* Start *
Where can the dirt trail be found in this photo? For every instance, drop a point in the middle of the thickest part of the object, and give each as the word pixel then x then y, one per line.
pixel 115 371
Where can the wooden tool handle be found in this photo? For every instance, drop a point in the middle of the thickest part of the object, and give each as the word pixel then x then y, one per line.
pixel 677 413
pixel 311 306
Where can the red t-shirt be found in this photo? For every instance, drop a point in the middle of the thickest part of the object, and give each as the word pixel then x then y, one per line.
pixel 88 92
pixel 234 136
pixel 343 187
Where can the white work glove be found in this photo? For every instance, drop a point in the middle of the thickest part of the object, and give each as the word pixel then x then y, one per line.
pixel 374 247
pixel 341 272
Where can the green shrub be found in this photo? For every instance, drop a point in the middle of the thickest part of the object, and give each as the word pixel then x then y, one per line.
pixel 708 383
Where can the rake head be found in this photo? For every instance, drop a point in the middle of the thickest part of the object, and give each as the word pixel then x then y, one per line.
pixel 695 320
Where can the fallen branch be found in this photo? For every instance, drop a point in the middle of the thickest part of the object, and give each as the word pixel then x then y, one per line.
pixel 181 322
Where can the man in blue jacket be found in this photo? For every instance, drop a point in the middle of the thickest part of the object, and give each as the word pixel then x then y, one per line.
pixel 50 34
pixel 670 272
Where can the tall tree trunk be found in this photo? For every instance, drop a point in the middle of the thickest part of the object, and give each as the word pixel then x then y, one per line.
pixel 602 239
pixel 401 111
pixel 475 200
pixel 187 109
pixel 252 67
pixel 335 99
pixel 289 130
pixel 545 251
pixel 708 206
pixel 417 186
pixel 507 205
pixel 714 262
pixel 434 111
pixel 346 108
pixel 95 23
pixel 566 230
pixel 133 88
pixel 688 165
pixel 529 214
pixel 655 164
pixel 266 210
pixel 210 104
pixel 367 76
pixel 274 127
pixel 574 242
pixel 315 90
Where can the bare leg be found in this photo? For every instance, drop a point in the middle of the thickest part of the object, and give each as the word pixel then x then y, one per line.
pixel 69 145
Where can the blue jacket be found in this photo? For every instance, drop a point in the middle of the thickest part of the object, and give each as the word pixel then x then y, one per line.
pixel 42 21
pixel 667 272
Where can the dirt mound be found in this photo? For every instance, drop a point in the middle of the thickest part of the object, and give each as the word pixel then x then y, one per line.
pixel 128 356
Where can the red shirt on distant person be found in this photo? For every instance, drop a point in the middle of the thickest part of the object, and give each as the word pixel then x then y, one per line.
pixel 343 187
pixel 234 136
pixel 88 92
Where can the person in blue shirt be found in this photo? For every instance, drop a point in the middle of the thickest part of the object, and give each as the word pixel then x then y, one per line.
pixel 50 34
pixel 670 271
* End *
### [WHAT THIS TASK INVOLVES]
Recast every line of the records above as a JSON list of strings, one string per line, and leave out any blank lines.

### [SOLVED EXERCISE]
[
  "Where can the dirt trail be found in this photo? For every instance, drop a point in the middle of the thickest part of the object, and give each as the word pixel then x then y, one per line.",
  "pixel 115 371",
  "Where can the wooden tool handle be found in this photo? For every instance, drop a point in the middle of the thickest part of the object, and give each as the word pixel then x then y, one per line.",
  "pixel 677 413",
  "pixel 311 306",
  "Where can the red t-shirt be found in this photo? For every instance, drop a point in the middle of the thickest part of the object, and give each as the word pixel then x then y, one per line.",
  "pixel 88 92",
  "pixel 234 136",
  "pixel 343 187",
  "Where can the white work glove be found in this photo? For every instance, drop a point in the middle of the thickest part of the object, and give each as the word pixel then x then y, one per line.",
  "pixel 374 247",
  "pixel 341 272",
  "Where can the green shrub be found in this photo? For every instance, drop a point in the middle of the thickest part of the object, and give each as the word pixel then x then y, one per line.",
  "pixel 708 383",
  "Where can the rake head be found in this photo? For every instance, drop a point in the middle of the thickest part of the object, and give each as the word pixel then x then y, one per line.",
  "pixel 695 320",
  "Where can the fallen branch be found in this photo? For every instance, drop a point in the middle of the thickest part of the object, and give each as the word pixel then x then y, one per line.",
  "pixel 181 322",
  "Where can the man in blue jacket be found in this photo? For every instance, drop a point in the middle of the thickest part of the object, and give each as the word pixel then x then y, one per line.",
  "pixel 50 34",
  "pixel 670 272",
  "Where can the tall tree trunk be found in this photo? For every instance, drop a point in the middle of the thickest part of the object, and give each as the word pixel then x then y, one per line.",
  "pixel 602 239",
  "pixel 401 111",
  "pixel 475 200",
  "pixel 187 109",
  "pixel 252 67",
  "pixel 335 99",
  "pixel 289 130",
  "pixel 545 251",
  "pixel 708 206",
  "pixel 417 186",
  "pixel 507 205",
  "pixel 714 262",
  "pixel 434 111",
  "pixel 346 108",
  "pixel 95 23",
  "pixel 566 230",
  "pixel 133 88",
  "pixel 688 165",
  "pixel 529 214",
  "pixel 655 164",
  "pixel 266 210",
  "pixel 210 104",
  "pixel 367 76",
  "pixel 274 127",
  "pixel 574 242",
  "pixel 315 90",
  "Where can the bare leg be found in this photo? For every instance, drop a point in the middle of the thickest part of the object, and give each as the word pixel then x then y, one per line.",
  "pixel 69 145",
  "Where can the blue jacket be found in this photo? For every instance, drop a point in the middle of the thickest part of the object, and give each as the word pixel then x then y, one per line.",
  "pixel 42 21",
  "pixel 667 272",
  "Where can the dirt mound be found in this photo? For every instance, drop a point in the middle of the thickest part of the object, and give each as the word pixel then x then y, one per line.",
  "pixel 128 356",
  "Where can the red shirt on distant person be found in this photo? For every instance, drop a point in the middle of the thickest part of the object, and give each as the word pixel then x then y, one per line.",
  "pixel 343 187",
  "pixel 234 136",
  "pixel 88 92",
  "Where can the person in blue shirt be found in this photo? For every instance, drop a point in the middle of the thickest part of the object, and give each as the word pixel then x then y, one per line.",
  "pixel 50 34",
  "pixel 670 271"
]